** Data for the task follows **

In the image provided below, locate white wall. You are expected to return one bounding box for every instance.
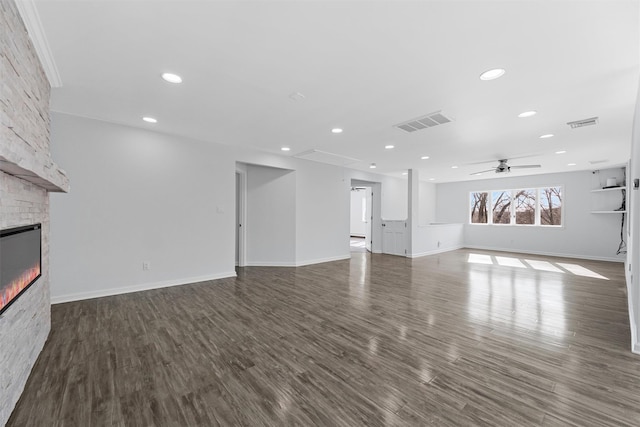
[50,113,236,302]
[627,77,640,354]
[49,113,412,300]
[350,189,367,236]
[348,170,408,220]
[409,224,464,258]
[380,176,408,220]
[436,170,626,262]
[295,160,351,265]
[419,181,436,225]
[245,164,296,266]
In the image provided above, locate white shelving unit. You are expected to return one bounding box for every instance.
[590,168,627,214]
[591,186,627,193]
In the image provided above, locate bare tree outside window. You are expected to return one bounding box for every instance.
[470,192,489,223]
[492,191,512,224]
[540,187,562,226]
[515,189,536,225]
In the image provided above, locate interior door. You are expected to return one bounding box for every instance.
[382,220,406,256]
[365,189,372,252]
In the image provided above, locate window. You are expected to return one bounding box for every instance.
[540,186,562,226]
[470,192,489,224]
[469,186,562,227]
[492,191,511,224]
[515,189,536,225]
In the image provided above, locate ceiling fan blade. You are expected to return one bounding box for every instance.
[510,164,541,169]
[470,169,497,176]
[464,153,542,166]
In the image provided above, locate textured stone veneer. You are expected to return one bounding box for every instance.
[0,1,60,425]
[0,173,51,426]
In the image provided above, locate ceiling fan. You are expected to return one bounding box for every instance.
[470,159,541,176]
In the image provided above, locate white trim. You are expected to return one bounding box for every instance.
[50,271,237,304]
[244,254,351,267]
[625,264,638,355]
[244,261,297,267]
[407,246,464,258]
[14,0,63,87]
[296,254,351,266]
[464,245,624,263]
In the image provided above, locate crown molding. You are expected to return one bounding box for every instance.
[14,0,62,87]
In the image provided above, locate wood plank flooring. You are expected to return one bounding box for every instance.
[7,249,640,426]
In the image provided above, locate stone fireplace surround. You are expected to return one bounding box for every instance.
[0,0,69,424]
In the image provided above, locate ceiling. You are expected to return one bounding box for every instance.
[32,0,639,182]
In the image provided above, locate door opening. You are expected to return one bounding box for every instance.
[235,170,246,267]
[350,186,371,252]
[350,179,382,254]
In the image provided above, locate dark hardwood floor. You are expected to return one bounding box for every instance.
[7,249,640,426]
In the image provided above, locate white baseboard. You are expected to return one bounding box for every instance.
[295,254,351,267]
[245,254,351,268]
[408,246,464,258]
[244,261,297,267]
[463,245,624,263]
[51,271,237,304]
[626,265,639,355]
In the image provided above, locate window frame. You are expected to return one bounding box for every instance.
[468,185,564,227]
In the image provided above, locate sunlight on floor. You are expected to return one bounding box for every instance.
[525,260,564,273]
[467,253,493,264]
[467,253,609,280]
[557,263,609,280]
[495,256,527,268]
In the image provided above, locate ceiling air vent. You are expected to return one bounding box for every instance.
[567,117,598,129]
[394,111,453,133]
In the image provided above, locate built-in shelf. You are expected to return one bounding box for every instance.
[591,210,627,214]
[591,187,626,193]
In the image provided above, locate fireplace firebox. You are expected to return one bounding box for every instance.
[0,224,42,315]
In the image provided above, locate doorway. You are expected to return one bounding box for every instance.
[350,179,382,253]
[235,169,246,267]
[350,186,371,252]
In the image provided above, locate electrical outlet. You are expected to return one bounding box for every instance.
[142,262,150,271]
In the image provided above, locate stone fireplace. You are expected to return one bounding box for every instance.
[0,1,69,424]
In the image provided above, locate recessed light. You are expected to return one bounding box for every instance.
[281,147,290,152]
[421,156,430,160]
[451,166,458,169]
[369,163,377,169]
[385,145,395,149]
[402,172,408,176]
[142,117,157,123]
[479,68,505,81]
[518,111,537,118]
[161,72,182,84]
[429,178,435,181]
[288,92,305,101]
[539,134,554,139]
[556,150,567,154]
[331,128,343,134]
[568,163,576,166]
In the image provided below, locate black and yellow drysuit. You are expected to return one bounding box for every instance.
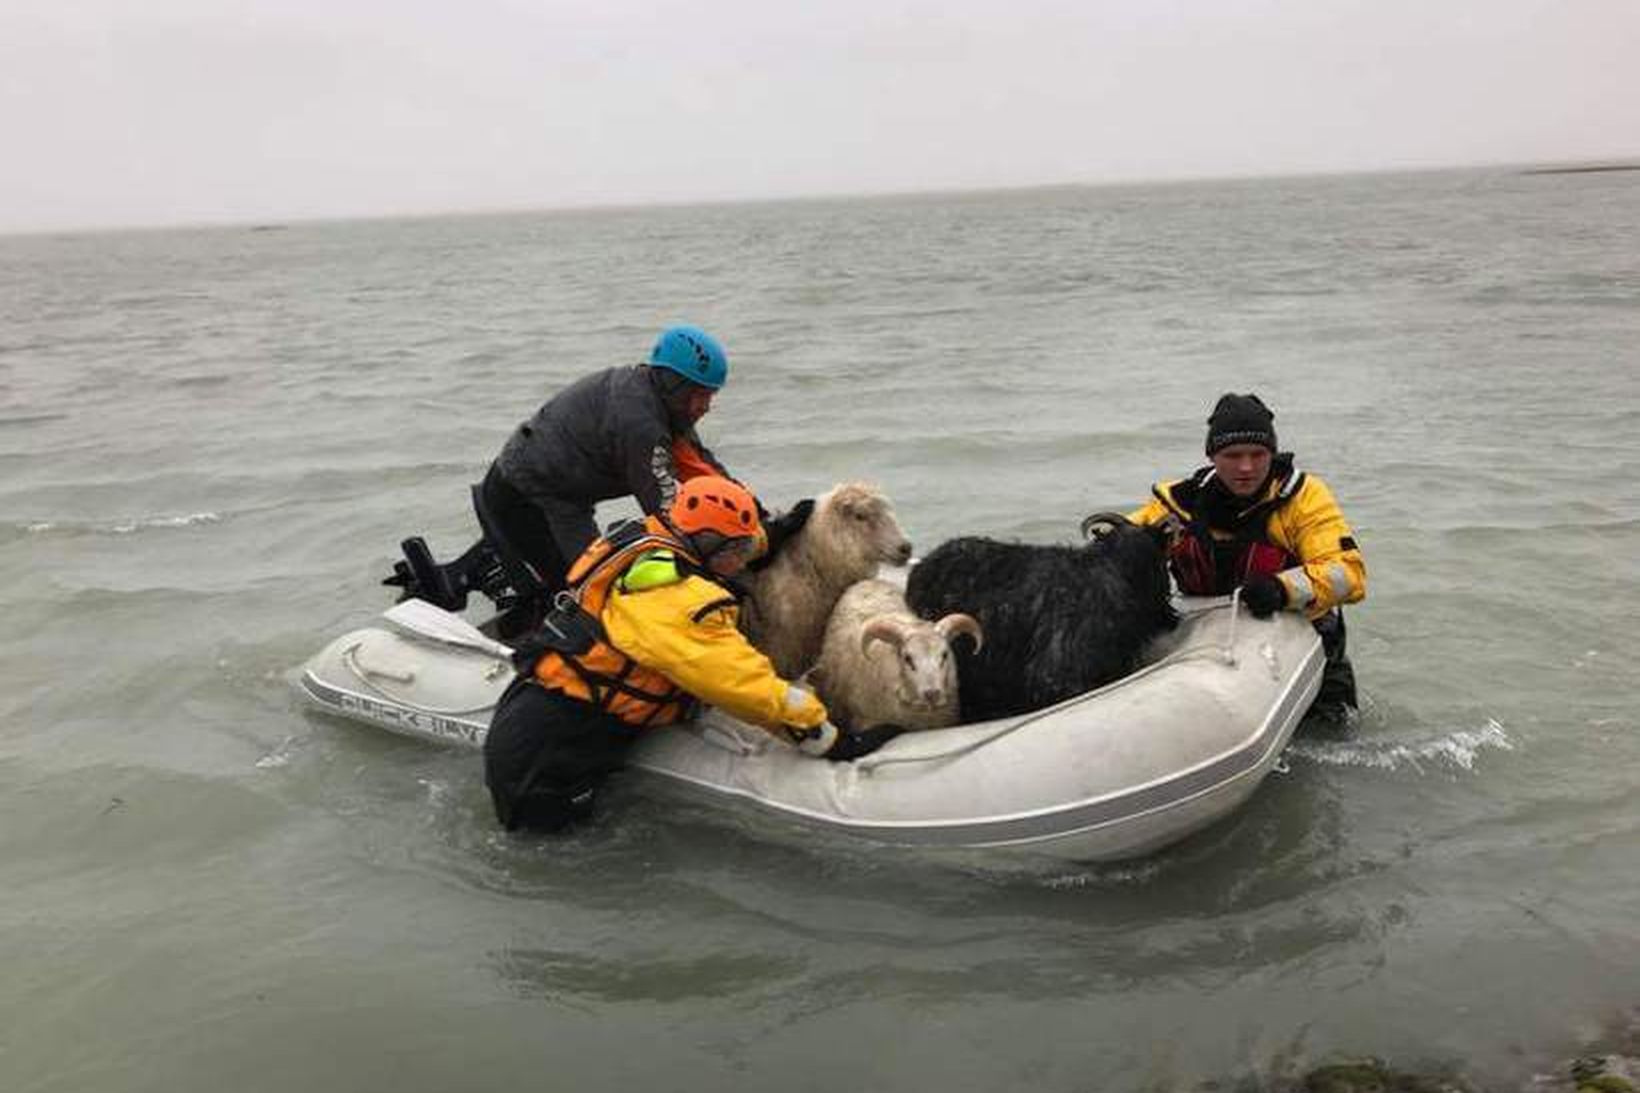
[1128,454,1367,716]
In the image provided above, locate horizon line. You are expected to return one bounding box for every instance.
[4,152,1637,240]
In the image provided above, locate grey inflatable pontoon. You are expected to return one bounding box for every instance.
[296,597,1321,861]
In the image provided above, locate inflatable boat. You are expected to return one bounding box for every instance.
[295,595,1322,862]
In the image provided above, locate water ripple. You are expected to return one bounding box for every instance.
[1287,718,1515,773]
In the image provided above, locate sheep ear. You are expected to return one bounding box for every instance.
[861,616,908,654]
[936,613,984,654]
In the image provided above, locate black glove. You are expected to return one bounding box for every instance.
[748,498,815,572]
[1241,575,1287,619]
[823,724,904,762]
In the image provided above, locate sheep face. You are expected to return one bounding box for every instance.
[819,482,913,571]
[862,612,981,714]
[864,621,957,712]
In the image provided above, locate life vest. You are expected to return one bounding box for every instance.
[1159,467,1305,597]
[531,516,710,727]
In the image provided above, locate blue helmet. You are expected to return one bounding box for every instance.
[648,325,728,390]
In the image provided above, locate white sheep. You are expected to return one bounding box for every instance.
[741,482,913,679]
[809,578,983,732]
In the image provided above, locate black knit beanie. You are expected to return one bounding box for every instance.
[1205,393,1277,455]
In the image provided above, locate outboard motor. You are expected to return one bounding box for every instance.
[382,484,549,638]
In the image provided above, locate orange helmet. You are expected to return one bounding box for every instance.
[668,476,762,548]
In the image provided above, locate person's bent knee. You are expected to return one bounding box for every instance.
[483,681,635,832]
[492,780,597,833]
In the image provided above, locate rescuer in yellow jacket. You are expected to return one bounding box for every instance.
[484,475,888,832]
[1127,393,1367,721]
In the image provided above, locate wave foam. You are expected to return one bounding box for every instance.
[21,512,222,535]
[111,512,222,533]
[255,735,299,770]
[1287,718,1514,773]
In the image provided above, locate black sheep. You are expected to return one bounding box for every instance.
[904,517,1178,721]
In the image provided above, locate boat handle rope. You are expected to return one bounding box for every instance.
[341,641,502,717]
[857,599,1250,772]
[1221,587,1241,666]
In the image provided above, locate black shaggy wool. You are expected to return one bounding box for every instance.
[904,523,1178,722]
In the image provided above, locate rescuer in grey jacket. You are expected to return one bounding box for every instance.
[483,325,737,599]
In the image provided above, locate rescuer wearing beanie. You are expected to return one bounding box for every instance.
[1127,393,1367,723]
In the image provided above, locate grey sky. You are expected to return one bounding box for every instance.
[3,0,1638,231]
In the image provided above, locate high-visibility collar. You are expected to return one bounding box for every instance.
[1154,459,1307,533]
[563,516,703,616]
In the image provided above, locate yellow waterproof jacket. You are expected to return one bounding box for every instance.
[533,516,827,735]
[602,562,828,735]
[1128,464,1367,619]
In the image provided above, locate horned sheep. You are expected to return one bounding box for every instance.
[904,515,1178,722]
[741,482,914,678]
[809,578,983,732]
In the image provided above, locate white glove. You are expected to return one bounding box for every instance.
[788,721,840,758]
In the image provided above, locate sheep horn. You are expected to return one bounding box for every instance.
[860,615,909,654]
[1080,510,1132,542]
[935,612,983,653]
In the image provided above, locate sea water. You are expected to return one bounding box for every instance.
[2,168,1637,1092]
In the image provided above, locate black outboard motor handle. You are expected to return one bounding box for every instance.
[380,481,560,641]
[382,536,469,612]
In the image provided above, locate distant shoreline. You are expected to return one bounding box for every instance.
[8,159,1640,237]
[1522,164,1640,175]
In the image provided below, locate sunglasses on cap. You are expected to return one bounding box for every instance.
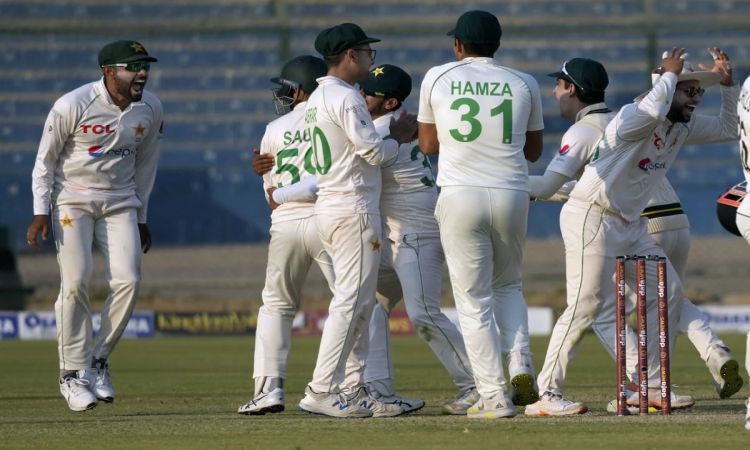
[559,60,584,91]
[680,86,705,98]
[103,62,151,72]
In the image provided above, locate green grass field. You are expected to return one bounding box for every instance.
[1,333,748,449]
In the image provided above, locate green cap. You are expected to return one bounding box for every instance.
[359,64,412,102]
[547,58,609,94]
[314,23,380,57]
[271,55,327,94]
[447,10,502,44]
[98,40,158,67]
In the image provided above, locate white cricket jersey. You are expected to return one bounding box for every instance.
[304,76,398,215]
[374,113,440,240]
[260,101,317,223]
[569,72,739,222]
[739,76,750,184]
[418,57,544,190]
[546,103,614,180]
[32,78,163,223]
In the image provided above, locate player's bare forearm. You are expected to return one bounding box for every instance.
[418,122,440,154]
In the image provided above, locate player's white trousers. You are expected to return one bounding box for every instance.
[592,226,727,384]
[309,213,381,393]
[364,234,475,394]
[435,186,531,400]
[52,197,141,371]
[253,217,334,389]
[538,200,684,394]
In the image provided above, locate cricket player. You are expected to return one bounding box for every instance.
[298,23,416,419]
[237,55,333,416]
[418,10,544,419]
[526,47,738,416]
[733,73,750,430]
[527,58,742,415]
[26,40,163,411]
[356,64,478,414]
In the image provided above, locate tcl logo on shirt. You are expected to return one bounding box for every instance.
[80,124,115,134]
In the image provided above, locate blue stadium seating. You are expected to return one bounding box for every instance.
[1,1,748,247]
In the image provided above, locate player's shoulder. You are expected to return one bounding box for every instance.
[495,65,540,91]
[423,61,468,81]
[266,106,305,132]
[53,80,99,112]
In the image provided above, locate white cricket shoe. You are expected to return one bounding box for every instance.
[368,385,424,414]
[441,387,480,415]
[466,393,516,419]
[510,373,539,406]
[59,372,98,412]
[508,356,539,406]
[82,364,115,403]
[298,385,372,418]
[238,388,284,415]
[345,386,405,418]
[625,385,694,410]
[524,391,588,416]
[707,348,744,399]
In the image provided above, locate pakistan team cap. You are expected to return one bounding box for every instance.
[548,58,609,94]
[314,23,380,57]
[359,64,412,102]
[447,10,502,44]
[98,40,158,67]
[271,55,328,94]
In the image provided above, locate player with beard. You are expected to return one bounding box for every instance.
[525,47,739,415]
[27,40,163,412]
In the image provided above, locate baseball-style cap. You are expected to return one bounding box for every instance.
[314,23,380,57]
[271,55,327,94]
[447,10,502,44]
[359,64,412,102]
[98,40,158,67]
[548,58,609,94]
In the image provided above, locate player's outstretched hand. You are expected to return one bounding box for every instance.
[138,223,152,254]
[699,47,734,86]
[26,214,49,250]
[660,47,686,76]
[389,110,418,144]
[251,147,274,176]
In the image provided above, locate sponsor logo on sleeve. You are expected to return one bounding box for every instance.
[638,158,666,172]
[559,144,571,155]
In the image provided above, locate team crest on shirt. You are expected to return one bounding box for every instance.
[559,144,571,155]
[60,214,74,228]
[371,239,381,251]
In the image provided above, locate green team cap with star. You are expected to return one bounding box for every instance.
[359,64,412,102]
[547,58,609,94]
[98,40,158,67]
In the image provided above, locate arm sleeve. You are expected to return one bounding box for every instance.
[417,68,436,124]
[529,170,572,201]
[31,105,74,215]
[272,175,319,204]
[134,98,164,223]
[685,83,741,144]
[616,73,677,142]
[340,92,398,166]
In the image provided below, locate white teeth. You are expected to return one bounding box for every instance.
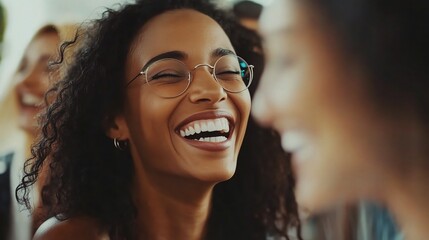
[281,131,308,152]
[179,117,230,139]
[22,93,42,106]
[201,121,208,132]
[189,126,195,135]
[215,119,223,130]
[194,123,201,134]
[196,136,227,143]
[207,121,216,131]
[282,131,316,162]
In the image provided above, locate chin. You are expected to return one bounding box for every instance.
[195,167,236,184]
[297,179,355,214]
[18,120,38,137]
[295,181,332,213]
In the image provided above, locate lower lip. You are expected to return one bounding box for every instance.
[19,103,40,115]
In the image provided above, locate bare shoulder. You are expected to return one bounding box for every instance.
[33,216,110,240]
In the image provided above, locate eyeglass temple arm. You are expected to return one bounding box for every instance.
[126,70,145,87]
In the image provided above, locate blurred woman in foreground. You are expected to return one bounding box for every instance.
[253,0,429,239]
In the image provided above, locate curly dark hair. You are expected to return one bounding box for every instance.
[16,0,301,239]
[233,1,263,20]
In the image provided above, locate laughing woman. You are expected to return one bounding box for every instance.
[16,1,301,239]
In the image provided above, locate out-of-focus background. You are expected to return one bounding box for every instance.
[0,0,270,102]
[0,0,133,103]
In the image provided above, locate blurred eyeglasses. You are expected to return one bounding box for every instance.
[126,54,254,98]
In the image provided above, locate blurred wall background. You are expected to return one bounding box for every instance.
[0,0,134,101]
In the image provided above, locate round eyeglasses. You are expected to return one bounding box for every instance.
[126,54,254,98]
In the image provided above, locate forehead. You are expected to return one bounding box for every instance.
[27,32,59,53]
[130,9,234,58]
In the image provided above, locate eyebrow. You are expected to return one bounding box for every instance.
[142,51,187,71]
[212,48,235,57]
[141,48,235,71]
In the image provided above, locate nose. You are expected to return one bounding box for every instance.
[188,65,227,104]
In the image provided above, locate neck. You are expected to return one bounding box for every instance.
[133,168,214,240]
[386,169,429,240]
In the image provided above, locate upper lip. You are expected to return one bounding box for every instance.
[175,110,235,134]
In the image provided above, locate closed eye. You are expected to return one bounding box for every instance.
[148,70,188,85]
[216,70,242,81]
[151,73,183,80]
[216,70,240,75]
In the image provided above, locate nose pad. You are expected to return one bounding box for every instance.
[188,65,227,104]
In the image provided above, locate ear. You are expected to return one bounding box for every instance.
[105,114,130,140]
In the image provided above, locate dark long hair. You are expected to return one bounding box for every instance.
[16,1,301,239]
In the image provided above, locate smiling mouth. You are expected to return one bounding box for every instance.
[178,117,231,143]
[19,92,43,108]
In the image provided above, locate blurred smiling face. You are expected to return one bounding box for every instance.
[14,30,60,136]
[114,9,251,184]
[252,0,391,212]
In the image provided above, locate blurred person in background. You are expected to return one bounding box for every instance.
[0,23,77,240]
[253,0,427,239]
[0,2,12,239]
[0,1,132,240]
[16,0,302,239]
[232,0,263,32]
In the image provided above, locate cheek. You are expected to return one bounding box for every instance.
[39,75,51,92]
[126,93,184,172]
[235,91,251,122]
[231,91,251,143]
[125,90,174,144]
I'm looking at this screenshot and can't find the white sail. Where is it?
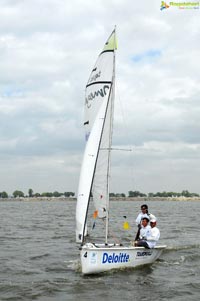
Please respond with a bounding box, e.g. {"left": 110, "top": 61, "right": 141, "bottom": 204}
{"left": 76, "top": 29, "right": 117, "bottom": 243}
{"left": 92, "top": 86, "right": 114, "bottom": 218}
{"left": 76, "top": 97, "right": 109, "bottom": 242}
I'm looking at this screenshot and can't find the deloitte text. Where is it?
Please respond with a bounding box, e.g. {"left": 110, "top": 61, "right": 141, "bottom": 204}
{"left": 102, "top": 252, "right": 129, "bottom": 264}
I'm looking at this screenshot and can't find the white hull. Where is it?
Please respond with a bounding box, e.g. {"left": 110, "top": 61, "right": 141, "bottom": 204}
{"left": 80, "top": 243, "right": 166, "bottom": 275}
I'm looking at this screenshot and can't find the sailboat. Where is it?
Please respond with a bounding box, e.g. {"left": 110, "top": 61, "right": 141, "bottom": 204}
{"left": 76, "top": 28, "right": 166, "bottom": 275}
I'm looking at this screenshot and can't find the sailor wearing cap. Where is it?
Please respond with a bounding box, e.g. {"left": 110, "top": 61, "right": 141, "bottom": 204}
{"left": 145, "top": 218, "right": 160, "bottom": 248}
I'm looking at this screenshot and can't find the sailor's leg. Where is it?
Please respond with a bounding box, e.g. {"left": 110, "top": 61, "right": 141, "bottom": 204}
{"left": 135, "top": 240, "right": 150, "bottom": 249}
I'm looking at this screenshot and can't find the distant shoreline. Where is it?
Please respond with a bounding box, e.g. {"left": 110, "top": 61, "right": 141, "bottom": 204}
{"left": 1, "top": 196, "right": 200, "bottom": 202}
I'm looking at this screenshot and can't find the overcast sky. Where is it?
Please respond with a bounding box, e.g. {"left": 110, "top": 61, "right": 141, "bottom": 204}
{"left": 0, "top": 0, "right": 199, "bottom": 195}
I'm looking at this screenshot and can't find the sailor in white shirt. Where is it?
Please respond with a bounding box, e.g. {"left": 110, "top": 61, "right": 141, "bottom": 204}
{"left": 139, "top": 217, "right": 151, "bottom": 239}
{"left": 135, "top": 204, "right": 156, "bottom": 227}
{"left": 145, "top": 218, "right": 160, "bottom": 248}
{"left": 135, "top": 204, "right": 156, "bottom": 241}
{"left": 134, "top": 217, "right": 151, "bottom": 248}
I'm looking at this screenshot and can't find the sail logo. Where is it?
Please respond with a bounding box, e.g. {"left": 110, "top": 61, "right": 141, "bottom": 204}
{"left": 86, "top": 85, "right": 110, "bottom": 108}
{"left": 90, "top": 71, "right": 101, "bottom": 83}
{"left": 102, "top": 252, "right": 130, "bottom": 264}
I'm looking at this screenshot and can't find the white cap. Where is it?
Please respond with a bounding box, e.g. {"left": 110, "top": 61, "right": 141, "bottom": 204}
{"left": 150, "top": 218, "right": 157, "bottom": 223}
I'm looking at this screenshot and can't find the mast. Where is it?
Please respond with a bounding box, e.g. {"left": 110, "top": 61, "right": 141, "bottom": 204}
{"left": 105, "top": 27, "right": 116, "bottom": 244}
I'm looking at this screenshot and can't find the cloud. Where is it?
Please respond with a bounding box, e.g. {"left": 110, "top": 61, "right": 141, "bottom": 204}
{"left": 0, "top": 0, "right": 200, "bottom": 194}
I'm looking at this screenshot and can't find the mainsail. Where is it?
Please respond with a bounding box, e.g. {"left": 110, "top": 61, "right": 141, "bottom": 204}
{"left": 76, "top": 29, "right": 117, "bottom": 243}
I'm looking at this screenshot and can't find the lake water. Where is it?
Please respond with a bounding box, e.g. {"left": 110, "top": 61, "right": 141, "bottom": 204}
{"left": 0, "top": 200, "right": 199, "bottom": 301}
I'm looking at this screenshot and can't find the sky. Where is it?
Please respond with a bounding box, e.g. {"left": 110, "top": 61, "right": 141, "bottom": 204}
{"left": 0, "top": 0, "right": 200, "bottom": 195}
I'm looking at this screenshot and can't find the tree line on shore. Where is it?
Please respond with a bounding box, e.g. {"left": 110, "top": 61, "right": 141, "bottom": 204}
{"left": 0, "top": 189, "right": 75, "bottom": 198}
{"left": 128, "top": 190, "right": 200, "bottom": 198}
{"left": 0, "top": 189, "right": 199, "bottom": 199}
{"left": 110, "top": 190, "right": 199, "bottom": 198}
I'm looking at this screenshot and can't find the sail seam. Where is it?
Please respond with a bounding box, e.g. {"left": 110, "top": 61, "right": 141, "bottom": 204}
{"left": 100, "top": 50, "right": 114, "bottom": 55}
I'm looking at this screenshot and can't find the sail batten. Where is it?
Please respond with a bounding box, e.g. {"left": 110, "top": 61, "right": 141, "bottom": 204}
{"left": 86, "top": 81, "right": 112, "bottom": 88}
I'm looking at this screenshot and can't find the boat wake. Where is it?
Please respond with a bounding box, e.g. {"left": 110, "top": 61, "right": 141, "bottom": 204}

** End of Data for the task **

> [Task prompt] Among the entries above, locate the lines containing "I'm looking at this screenshot and can't find the sailor wearing" and "I'm looking at this screenshot and can't find the mast.", and transcribe exactly those two lines and all lines between.

> [Exercise output]
I'm looking at this screenshot and can't find the sailor wearing cap. Where is it?
Please respond with a bounding box, e.g. {"left": 110, "top": 61, "right": 141, "bottom": 204}
{"left": 145, "top": 218, "right": 160, "bottom": 248}
I'm looking at this screenshot and can't find the sailor's leg. Where is it?
Please respond with a bounding box, e.g. {"left": 110, "top": 61, "right": 141, "bottom": 204}
{"left": 135, "top": 240, "right": 150, "bottom": 249}
I'm looking at this screenshot and can't find the distant shoreline. Where is it?
Please respond with a bounding box, e.g. {"left": 110, "top": 61, "right": 141, "bottom": 204}
{"left": 1, "top": 196, "right": 200, "bottom": 202}
I'm looking at this screenshot and can't find the overcast sky. Where is it?
Please respond with a bounding box, e.g. {"left": 110, "top": 61, "right": 141, "bottom": 204}
{"left": 0, "top": 0, "right": 199, "bottom": 195}
I'm looking at this screenshot and can't find the sailor in white shirt. Where is it?
Please respond with a bounding box, e.g. {"left": 110, "top": 61, "right": 141, "bottom": 204}
{"left": 139, "top": 217, "right": 151, "bottom": 239}
{"left": 135, "top": 204, "right": 156, "bottom": 227}
{"left": 145, "top": 218, "right": 160, "bottom": 248}
{"left": 135, "top": 204, "right": 156, "bottom": 241}
{"left": 134, "top": 217, "right": 151, "bottom": 248}
I'm looking at this screenshot and can't find the sail logo. Where is it?
Please respond with a bounding box, e.g. {"left": 110, "top": 61, "right": 141, "bottom": 204}
{"left": 86, "top": 85, "right": 110, "bottom": 108}
{"left": 90, "top": 71, "right": 101, "bottom": 83}
{"left": 102, "top": 252, "right": 130, "bottom": 264}
I'm looking at this screenshot and can't find the white cap. Where is it?
Please respond with a bounding box, e.g. {"left": 110, "top": 61, "right": 141, "bottom": 204}
{"left": 150, "top": 218, "right": 157, "bottom": 223}
I'm looking at this screenshot and can't find the mast. Where is it?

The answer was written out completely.